TASK BRIEF
Output the material exactly, keeping every line intact.

+++ RECORDS SHOWN +++

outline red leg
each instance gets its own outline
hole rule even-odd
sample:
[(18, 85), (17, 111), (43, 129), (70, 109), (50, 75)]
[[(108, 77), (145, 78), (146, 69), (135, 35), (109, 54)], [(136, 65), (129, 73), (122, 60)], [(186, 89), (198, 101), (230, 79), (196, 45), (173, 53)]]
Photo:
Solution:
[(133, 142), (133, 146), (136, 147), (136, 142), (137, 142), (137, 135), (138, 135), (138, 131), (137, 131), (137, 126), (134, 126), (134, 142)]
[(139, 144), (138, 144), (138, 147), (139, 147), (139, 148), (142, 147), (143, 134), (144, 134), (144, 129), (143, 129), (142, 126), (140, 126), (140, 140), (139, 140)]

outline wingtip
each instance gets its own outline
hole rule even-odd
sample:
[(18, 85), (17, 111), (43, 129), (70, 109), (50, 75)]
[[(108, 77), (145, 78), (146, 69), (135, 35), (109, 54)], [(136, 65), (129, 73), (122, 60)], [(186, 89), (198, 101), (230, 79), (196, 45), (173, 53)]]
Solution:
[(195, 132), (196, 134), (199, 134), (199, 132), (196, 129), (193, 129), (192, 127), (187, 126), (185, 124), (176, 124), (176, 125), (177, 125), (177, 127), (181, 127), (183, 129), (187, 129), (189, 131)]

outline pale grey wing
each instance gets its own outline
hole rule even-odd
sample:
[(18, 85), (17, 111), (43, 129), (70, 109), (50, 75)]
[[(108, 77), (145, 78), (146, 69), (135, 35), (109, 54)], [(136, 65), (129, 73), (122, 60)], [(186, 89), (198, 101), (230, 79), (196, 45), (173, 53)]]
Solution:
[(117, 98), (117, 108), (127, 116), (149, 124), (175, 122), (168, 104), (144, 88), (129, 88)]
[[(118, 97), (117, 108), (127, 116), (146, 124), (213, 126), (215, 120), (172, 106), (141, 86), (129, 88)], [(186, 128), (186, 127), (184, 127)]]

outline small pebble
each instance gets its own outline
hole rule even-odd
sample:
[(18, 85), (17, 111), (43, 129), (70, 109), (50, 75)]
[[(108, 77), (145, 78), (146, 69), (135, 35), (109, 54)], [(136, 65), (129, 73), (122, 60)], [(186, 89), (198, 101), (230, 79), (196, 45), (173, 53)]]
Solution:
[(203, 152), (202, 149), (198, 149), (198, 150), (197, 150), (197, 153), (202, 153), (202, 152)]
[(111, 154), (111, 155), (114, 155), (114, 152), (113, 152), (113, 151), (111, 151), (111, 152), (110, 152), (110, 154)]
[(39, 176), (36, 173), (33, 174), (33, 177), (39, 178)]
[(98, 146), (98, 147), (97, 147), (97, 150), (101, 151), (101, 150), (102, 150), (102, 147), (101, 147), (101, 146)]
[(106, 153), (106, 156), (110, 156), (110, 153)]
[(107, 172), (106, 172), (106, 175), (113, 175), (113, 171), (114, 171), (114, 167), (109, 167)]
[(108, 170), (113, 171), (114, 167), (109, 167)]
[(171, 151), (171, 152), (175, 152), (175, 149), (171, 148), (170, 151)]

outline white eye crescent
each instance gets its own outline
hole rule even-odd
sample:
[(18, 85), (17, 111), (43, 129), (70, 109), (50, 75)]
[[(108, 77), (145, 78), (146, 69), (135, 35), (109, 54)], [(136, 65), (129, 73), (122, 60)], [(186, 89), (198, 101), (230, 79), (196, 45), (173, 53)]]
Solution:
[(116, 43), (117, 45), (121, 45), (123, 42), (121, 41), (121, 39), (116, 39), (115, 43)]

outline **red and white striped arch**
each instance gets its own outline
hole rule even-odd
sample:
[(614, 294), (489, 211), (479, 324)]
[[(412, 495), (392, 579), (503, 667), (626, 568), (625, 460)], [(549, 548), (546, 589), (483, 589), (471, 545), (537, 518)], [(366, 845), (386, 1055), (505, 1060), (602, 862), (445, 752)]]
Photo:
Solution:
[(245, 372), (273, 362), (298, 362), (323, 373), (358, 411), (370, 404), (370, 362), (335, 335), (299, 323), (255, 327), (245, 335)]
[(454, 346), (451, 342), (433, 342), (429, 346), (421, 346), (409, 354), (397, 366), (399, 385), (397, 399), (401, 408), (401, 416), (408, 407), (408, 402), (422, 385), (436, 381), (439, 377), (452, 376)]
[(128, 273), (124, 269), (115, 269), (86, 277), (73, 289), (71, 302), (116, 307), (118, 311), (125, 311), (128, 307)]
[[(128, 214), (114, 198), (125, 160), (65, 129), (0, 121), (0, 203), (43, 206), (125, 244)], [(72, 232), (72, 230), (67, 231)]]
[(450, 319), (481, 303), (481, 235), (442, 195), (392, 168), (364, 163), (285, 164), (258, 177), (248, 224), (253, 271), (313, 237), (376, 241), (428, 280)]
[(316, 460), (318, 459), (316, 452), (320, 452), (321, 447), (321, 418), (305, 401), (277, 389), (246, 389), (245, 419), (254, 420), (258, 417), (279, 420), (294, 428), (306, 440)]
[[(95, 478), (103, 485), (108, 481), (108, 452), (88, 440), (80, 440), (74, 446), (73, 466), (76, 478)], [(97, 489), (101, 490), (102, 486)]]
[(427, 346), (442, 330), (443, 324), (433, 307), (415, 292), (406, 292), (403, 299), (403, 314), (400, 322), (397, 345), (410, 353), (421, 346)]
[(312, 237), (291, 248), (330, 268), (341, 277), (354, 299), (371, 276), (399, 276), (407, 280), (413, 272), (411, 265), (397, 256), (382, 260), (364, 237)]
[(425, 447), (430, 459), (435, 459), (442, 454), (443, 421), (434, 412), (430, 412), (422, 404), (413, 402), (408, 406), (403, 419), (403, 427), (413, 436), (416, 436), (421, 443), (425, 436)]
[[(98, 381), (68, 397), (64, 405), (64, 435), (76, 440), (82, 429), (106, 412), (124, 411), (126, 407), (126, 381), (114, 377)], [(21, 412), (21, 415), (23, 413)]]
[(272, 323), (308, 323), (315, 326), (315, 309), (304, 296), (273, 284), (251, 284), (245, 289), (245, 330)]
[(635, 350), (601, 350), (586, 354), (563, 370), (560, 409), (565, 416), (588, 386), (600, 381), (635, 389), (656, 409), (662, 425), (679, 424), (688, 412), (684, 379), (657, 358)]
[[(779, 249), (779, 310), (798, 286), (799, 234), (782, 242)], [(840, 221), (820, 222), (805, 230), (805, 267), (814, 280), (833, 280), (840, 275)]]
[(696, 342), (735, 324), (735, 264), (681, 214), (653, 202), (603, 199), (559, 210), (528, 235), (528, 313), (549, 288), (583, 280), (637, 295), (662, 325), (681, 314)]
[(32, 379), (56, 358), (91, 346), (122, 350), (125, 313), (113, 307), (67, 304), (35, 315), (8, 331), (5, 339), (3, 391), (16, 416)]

+++

SOLUTION TO THE PROBLEM
outline red leg
each instance gets its own outline
hole rule even-odd
sample:
[(18, 85), (17, 111), (43, 129), (70, 109), (50, 75)]
[[(108, 77), (145, 78), (146, 69), (135, 35), (109, 54)], [(136, 65), (129, 73), (122, 60)], [(186, 89), (198, 101), (230, 79), (196, 45), (173, 53)]]
Photo:
Solution:
[(133, 142), (133, 146), (136, 147), (136, 142), (137, 142), (137, 135), (138, 135), (138, 131), (137, 131), (137, 126), (134, 126), (134, 142)]
[(139, 144), (138, 144), (138, 147), (139, 147), (139, 148), (142, 147), (143, 134), (144, 134), (144, 129), (143, 129), (142, 126), (140, 126), (140, 140), (139, 140)]

outline wingtip
each instance gets its own outline
hole rule even-odd
sample:
[(18, 85), (17, 111), (43, 129), (70, 109), (50, 75)]
[[(108, 77), (145, 78), (146, 69), (135, 35), (109, 54)], [(136, 65), (129, 73), (122, 60)], [(186, 89), (198, 101), (230, 79), (196, 45), (173, 53)]]
Solution:
[(195, 132), (196, 134), (199, 134), (199, 132), (196, 129), (193, 129), (192, 127), (187, 126), (185, 124), (176, 124), (176, 125), (177, 125), (177, 127), (181, 127), (183, 129), (187, 129), (189, 131)]

outline pale grey wing
each instance gets its own outline
hole rule even-odd
sample:
[(18, 85), (17, 111), (43, 129), (70, 109), (50, 75)]
[[(108, 77), (145, 78), (146, 69), (135, 35), (109, 54)], [(136, 65), (129, 73), (122, 60)], [(186, 89), (198, 101), (230, 79), (196, 45), (173, 53)]]
Solution:
[(117, 98), (117, 108), (127, 116), (149, 124), (175, 122), (168, 104), (144, 88), (129, 88)]
[[(118, 97), (117, 108), (127, 116), (146, 124), (213, 126), (215, 120), (172, 106), (141, 86), (129, 88)], [(186, 128), (186, 127), (184, 127)]]

outline small pebble
each instance gets its own outline
hole rule even-odd
sample:
[(18, 85), (17, 111), (43, 129), (70, 109), (50, 75)]
[[(108, 77), (145, 78), (146, 69), (135, 35), (109, 54)], [(136, 65), (129, 73), (122, 60)], [(186, 89), (198, 101), (230, 79), (196, 45), (173, 53)]]
Solution:
[(203, 152), (202, 149), (198, 149), (198, 150), (197, 150), (197, 153), (202, 153), (202, 152)]
[(111, 154), (111, 155), (114, 155), (114, 152), (113, 152), (113, 151), (111, 151), (111, 152), (110, 152), (110, 154)]
[(39, 176), (36, 173), (33, 174), (33, 177), (39, 178)]
[(98, 146), (98, 147), (97, 147), (97, 150), (101, 151), (101, 150), (102, 150), (102, 147), (101, 147), (101, 146)]
[(106, 153), (106, 156), (110, 156), (110, 153)]
[(107, 172), (106, 172), (106, 175), (113, 175), (113, 171), (114, 171), (114, 167), (109, 167)]
[(108, 170), (113, 171), (114, 167), (109, 167)]
[(171, 151), (171, 152), (175, 152), (175, 149), (171, 148), (170, 151)]

outline white eye crescent
each instance gets its own outline
hole rule even-odd
sample:
[(18, 85), (17, 111), (43, 129), (70, 109), (50, 75)]
[[(108, 77), (145, 78), (146, 69), (135, 35), (109, 54)], [(136, 65), (129, 73), (122, 60)], [(186, 89), (198, 101), (230, 79), (196, 45), (173, 53)]]
Solution:
[(116, 43), (117, 45), (121, 45), (123, 42), (121, 41), (121, 39), (116, 39), (115, 43)]

outline **red and white striped arch**
each instance gets its own outline
hole rule even-odd
sample:
[(614, 294), (489, 211), (479, 324)]
[[(412, 495), (392, 579), (503, 667), (626, 568), (625, 460)], [(549, 548), (546, 589), (483, 589), (471, 545), (537, 518)], [(366, 845), (386, 1055), (505, 1060), (602, 862), (445, 752)]]
Photo:
Solution:
[(245, 372), (273, 362), (298, 362), (323, 373), (358, 411), (370, 404), (370, 362), (335, 335), (299, 323), (255, 327), (245, 335)]
[(454, 346), (451, 342), (433, 342), (429, 346), (421, 346), (409, 354), (397, 366), (399, 385), (397, 399), (401, 408), (401, 416), (408, 407), (408, 402), (422, 385), (436, 381), (439, 377), (452, 376)]
[(128, 273), (124, 269), (115, 269), (86, 277), (73, 289), (71, 302), (116, 307), (118, 311), (125, 311), (128, 307)]
[[(128, 214), (114, 198), (125, 160), (65, 129), (0, 121), (0, 203), (43, 206), (125, 244)], [(72, 232), (72, 230), (67, 231)]]
[(450, 319), (481, 303), (481, 235), (442, 195), (392, 168), (364, 163), (285, 164), (258, 177), (248, 224), (253, 271), (313, 237), (376, 241), (428, 280)]
[(316, 460), (318, 459), (316, 452), (320, 452), (321, 447), (321, 418), (305, 401), (277, 389), (246, 389), (245, 419), (254, 420), (258, 417), (279, 420), (294, 428), (306, 440)]
[[(95, 478), (103, 485), (108, 481), (108, 452), (88, 440), (80, 440), (74, 446), (73, 466), (76, 478)], [(97, 489), (101, 490), (102, 486)]]
[(427, 346), (442, 330), (443, 324), (433, 307), (415, 292), (406, 292), (403, 299), (403, 314), (400, 322), (397, 345), (410, 353), (421, 346)]
[(312, 237), (291, 248), (330, 268), (341, 277), (354, 299), (371, 276), (399, 276), (407, 280), (413, 272), (411, 265), (397, 256), (382, 260), (364, 237)]
[(425, 447), (430, 459), (435, 459), (442, 454), (443, 421), (434, 412), (430, 412), (422, 404), (413, 402), (408, 406), (403, 419), (403, 427), (413, 436), (416, 436), (421, 443), (425, 436)]
[[(98, 381), (68, 397), (64, 405), (64, 435), (76, 440), (82, 429), (106, 412), (124, 411), (126, 407), (126, 381), (114, 377)], [(21, 412), (21, 415), (23, 413)]]
[(272, 323), (308, 323), (315, 326), (315, 309), (304, 296), (273, 284), (251, 284), (245, 289), (245, 330)]
[(635, 350), (601, 350), (586, 354), (563, 370), (560, 409), (565, 416), (588, 386), (600, 381), (635, 389), (656, 409), (662, 425), (679, 424), (688, 412), (684, 379), (657, 358)]
[[(779, 249), (779, 310), (798, 286), (799, 234), (782, 242)], [(840, 221), (820, 222), (805, 230), (805, 267), (814, 280), (833, 280), (840, 275)]]
[(696, 342), (735, 324), (735, 264), (681, 214), (653, 202), (603, 199), (559, 210), (528, 235), (528, 313), (549, 288), (583, 280), (637, 295), (662, 325), (681, 314)]
[(32, 379), (56, 358), (91, 346), (122, 350), (125, 313), (113, 307), (67, 304), (35, 315), (8, 331), (5, 339), (3, 391), (16, 416)]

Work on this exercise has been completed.